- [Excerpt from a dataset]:
• • • •
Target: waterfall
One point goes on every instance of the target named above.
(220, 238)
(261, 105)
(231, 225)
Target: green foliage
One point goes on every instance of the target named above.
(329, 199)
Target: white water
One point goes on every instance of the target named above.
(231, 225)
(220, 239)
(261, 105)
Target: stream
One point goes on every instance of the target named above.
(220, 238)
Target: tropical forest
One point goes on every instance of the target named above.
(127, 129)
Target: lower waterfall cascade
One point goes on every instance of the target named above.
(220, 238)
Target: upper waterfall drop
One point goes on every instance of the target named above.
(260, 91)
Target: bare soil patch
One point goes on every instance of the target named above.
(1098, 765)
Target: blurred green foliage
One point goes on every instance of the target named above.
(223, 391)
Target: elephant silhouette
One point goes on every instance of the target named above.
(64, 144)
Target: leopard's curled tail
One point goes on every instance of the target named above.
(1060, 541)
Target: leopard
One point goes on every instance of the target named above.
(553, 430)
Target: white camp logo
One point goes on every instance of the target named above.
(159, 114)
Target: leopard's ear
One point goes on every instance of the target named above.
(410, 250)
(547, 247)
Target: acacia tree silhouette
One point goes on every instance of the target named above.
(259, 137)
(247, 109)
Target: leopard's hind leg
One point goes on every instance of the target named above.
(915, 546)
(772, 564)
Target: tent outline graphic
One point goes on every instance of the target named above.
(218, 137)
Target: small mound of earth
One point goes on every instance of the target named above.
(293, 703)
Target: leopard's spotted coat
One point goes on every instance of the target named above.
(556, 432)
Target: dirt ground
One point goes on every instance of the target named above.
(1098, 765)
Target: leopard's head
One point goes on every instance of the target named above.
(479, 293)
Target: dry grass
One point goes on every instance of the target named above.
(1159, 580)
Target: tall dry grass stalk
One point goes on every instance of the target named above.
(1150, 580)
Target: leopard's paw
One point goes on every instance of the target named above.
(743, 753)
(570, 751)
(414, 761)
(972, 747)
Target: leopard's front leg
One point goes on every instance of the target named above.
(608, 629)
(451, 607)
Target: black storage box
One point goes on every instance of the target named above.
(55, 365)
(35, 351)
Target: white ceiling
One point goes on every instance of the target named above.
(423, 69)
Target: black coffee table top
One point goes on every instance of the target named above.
• • • •
- [Your goal]: Print nothing but the lines from the line with "Target: upper waterfall drop" to the last line of the records above. Both of those lines count.

- [The answer]:
Target: upper waterfall drop
One point goes on every instance of the target named above.
(260, 91)
Target: bare soil patch
One point goes on every instance of the target named above.
(1098, 765)
Target: blurred green foliage
One point goes on every instance of the target named above.
(223, 391)
Target: elephant silhouette
One point goes on every instance of the target named above.
(64, 144)
Target: leopard's curled tail
One point goes on every instance of the target named above.
(1060, 541)
Target: leopard
One point goes on every instance of the target named above.
(553, 430)
Target: white camp logo
One point goes on every instance of the target named above.
(159, 114)
Target: leopard's ear
One point goes on every instance of the target named above.
(410, 250)
(547, 247)
Target: acacia tree silhouette
One point goes on every instance of the target named above.
(259, 137)
(247, 109)
Target: leopard's hind leg
One point goes on every instance of the target named above.
(915, 546)
(772, 564)
Target: tent outline graphic
One point goes on every instance of the target named above.
(218, 137)
Target: small mound of earth
One point goes on every instance of the target named above.
(293, 703)
Target: leopard's spotted coat
One point goes on every instance of the target named above.
(556, 432)
Target: dirt ground
One point goes on every instance of the target named above.
(1098, 765)
Target: leopard's head
One point goes on every instance of the target named above.
(479, 293)
Target: dry grass
One point goes on every instance of the target named above.
(1159, 580)
Target: tall dry grass stalk
One point goes on every instance of the target named above.
(1150, 580)
Target: leopard's paw
One point goes on every instance of the target named above.
(743, 753)
(570, 751)
(414, 761)
(972, 747)
Target: leopard's front leg
One point goes on every instance of the target named above.
(608, 629)
(451, 607)
Target: black storage box
One point goes on every instance of the target named above.
(55, 365)
(35, 351)
Target: white ceiling
One point goes on every instance of the target named above.
(423, 69)
Target: black coffee table top
One point goes on every instance of the target named above.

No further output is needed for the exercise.